::: Supplied entries :::

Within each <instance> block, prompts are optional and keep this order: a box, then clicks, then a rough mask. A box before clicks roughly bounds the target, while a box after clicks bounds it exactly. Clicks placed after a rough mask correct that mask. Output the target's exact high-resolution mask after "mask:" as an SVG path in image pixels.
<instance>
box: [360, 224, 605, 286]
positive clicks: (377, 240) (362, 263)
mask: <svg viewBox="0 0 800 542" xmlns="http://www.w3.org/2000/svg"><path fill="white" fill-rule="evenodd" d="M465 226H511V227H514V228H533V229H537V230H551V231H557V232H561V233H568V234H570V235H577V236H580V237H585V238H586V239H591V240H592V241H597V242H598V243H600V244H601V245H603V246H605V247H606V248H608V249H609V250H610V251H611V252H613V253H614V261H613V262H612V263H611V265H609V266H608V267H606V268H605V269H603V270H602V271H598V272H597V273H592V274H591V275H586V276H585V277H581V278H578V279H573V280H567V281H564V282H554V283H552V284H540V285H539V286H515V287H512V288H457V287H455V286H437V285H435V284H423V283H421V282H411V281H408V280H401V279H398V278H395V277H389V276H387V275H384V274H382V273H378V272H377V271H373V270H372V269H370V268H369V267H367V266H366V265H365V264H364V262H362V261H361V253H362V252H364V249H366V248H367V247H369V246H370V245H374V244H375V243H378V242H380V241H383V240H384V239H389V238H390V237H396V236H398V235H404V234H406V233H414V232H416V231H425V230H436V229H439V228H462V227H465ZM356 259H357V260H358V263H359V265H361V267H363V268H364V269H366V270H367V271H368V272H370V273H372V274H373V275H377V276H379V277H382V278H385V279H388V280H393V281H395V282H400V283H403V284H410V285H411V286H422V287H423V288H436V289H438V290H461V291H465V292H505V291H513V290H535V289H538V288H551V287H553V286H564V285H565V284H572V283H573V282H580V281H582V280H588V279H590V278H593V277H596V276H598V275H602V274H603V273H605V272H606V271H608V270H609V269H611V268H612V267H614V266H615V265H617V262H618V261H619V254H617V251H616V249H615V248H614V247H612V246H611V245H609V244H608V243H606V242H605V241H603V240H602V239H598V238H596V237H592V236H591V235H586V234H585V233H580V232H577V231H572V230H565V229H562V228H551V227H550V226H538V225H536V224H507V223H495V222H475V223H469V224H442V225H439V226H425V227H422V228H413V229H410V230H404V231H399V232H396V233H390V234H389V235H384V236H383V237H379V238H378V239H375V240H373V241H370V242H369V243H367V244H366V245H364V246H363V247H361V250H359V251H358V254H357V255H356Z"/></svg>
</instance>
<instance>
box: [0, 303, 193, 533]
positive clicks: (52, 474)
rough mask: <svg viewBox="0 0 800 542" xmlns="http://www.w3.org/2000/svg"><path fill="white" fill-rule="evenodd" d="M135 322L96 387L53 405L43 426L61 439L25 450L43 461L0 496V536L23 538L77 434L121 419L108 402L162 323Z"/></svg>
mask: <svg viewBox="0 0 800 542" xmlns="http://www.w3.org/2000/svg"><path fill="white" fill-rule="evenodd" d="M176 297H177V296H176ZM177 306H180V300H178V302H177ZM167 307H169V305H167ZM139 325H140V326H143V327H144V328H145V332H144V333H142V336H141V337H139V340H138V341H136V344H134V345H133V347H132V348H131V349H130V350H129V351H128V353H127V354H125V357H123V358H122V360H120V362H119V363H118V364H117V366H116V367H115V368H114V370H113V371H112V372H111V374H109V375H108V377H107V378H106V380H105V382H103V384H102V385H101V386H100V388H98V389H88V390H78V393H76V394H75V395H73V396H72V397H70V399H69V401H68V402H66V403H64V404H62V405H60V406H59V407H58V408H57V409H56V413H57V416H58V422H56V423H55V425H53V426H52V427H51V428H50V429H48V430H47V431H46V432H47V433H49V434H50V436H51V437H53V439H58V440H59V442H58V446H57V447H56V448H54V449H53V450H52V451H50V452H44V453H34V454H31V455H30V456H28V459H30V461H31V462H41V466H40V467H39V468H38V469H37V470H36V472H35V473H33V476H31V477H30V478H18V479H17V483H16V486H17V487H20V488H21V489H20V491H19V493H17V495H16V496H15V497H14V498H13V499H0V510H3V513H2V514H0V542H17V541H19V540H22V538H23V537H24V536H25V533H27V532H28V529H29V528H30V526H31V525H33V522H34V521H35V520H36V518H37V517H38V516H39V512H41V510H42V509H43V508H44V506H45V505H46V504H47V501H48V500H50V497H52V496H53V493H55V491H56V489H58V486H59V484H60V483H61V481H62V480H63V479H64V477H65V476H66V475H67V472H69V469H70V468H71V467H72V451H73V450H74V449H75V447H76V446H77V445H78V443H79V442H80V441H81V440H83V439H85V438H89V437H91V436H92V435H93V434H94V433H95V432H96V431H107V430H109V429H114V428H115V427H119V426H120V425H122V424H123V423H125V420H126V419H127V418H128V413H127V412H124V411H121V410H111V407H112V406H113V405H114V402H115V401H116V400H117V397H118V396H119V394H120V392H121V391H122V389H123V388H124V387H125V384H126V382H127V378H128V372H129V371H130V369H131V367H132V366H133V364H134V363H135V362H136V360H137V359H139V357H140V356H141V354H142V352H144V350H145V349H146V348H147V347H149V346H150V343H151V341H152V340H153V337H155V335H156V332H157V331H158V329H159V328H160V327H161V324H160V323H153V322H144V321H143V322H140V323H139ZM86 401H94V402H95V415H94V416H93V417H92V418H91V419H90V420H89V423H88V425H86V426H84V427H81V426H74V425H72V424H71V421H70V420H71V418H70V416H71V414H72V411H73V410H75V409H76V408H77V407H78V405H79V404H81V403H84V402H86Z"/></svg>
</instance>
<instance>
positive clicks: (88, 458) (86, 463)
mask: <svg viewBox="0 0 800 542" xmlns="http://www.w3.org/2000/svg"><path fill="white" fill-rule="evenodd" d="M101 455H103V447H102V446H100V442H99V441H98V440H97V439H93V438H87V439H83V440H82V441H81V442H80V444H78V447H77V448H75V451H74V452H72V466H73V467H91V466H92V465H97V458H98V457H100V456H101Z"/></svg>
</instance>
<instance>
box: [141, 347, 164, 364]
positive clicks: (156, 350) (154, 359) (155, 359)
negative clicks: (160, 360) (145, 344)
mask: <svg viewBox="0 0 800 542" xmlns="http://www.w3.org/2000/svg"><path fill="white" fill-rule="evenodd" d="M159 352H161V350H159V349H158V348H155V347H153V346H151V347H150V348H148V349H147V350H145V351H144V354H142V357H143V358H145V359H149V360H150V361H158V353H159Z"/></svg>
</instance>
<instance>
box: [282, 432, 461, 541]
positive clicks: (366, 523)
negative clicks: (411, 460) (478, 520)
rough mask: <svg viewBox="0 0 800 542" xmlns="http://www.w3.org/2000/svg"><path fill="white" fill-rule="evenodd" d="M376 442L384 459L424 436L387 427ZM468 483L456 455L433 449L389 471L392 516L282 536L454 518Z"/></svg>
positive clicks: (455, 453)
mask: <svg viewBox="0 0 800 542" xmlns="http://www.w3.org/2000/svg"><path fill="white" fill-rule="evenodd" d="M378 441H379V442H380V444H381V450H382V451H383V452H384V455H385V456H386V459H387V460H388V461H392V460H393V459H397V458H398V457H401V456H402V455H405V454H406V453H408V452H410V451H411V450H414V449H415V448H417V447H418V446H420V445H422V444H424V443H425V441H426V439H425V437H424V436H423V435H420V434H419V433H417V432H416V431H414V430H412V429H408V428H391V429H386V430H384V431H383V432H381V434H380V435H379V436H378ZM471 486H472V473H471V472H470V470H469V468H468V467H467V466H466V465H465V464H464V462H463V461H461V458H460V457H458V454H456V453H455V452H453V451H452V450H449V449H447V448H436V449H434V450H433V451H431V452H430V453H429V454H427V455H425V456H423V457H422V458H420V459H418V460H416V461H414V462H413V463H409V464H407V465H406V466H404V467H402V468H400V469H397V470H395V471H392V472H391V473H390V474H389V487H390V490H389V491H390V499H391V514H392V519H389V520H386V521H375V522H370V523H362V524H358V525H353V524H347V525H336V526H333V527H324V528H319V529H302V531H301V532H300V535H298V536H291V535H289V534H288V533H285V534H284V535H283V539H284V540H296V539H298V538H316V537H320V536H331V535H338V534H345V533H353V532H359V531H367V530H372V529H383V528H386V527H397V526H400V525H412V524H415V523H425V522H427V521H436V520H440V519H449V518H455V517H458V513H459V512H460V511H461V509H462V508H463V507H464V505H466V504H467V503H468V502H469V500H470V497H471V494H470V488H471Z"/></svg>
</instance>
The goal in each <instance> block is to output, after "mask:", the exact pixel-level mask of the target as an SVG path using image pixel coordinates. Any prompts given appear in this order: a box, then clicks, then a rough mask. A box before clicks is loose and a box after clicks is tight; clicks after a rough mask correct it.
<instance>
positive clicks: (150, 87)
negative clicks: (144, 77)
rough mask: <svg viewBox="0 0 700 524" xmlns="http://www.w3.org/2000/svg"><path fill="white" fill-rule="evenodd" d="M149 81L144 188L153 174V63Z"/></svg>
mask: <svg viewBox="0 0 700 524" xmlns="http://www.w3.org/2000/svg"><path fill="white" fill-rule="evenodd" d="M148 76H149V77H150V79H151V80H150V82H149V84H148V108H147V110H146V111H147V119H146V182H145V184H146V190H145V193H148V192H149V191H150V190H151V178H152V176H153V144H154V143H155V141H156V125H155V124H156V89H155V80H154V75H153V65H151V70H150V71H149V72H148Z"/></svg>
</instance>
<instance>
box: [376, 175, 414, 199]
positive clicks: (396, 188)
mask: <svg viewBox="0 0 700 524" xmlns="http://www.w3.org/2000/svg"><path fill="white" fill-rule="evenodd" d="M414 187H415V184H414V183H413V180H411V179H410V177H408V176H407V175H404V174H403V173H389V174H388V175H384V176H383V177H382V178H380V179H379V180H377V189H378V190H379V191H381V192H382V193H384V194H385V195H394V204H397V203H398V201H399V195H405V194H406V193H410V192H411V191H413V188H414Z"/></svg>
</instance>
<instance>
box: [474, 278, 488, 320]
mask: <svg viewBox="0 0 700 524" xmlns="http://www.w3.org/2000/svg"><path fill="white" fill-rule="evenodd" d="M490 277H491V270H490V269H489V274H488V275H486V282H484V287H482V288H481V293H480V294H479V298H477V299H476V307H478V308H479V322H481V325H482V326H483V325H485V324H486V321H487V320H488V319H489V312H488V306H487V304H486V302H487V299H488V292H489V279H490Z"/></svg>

:::

* [Work required]:
Scan the entries above for the line containing "box: [282, 432, 461, 541]", and copy it and all lines after it exactly, down to and including the line containing "442L384 459L424 436L387".

* [Reply to the exercise]:
box: [282, 432, 461, 541]
positive clicks: (366, 523)
negative clicks: (411, 460) (478, 520)
rough mask: <svg viewBox="0 0 800 542" xmlns="http://www.w3.org/2000/svg"><path fill="white" fill-rule="evenodd" d="M376 442L384 459L424 436L387 427ZM468 483L456 455L433 449L389 471L392 516L282 536L454 518Z"/></svg>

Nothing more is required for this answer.